> _TEXT EXTRACT_:

Teaching applications or teaching packages, we feel, are thus necessary both to limit the information exposed to the pupils and to guide the student through the material. This not only limits information overload, but it also encourages an efficient use of time. The pupils still make the decisions, they still to a large extent ask the questions, and they still interpret the sources and produce the final result.
.06. A Brief Presentation
Currently, we have two applications in history under development. Since January, two teachers, who both graduated from the History and Computing course in December 1997, have been employed part-time in developing one application each. Both made a teaching application as their project for the course and have experience in producing such. One application deals with the emigration from Norway to the US from 1825 to 1925, where the main source is the emigrations records for the latter part of the period. The other one with social history in Norway in the early 19th century using the 1801 census. The difficulty level and questions and assignments are increased step by step. Thus, all the pupils will be engaged, both the "weaker" pupils and the "stronger." It is important that the stronger pupils have something to challenge them, otherwise work with the applications will be boring and lose purpose. The increasing levels of difficulties makes it possible to use the application on different levels, but the aim is secondary school.
Submitting a text
The idea behind the applications is to operate on different aggregate levels, to go from the very local to the regional to the national level. With material covering the whole country, this is possible. Working with local sources is motivating for the pupils, especially when their community can be compared to the region or the nation as a whole. The most inspiring method to use the application would be to co-operate with classes in other regions. Such co-operation or at least comparison, is also facilitated by the possibility of publishing class reports which the applications offer. Most secondary schools now have access to servers where they can publish their own web-pages, but the applications provide easy access to publishing on our server, too. By filling out a simple form using the web-interface, a class or different groups of a class, can either enter an address to their web-pages or submit the report itself.
![[figure] [figure]](/j/jahc/images/3310410.0001.004-00000004.jpg)
Figure 4
The reports published can be commented by others on the web, paragraph by paragraph if desired, by entering commentaries into the report (figure 5), or by submitting a comment as a new text.
![[figure] [figure]](/j/jahc/images/3310410.0001.004-00000005.jpg)
Figure 5
In addition to submitting texts, the same tools can be used for having electronic seminars or discussions. Each question or new topic is submitted using the form shown in figure 4 and will be presented in a list as in figure 6.
![[figure] [figure]](/j/jahc/images/3310410.0001.004-00000006.jpg)
Figure 6
This list shows the title of the question/topic, who submitted it, when and how many responses. By clicking on the title, the question will be given in full text.
![[figure] [figure]](/j/jahc/images/3310410.0001.004-00000007.jpg)
Figure 7
If anyone wishes to comment on it, the same form is filled out again, and the comment is added to the text in figure 5, the new comment separated with the original with a line and with name of submitter and date of submission.
Thus, quite a few of the aims in the guidelines are met: interpreting and analysing sources, evaluating historical interpretations (mostly other classes' reports more than authorised textbooks), implementing ICT, co-operation in and between classes and regions.

> _DATA PROVIDED_:
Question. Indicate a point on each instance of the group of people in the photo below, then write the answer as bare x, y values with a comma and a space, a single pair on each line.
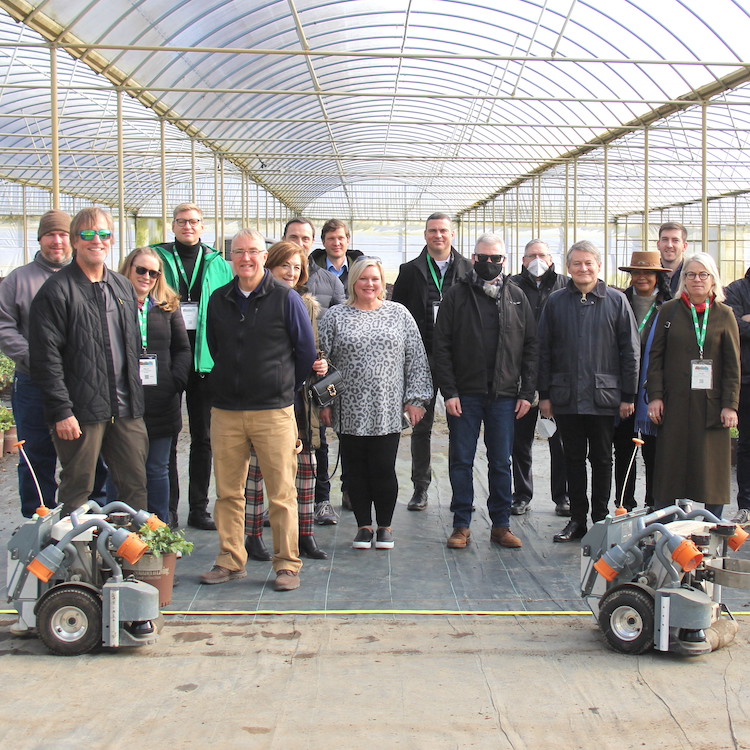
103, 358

---

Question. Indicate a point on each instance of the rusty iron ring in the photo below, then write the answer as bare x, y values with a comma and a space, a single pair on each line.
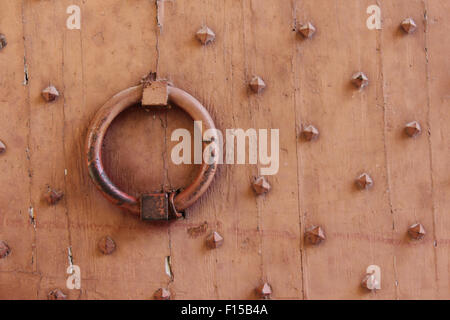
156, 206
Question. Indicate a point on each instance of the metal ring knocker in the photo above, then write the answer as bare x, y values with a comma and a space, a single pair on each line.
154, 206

> _EXERCISE TASKS_:
1. From the text on history teaching applications above, list the aims in the guidelines that it says are met.
2. Output the part of the text on history teaching applications starting at "Thus, quite a" and ending at "classes and regions.".
3. In the text on history teaching applications, what source does the application on social history in early 19th-century Norway use?

> _SOLUTION LIST_:
1.
- interpreting and analysing sources
- evaluating historical interpretations
- implementing ICT
- co-operation in and between classes and regions

2.
Thus, quite a few of the aims in the guidelines are met: interpreting and analysing sources, evaluating historical interpretations (mostly other classes' reports more than authorised textbooks), implementing ICT, co-operation in and between classes and regions.

3. It uses the 1801 census.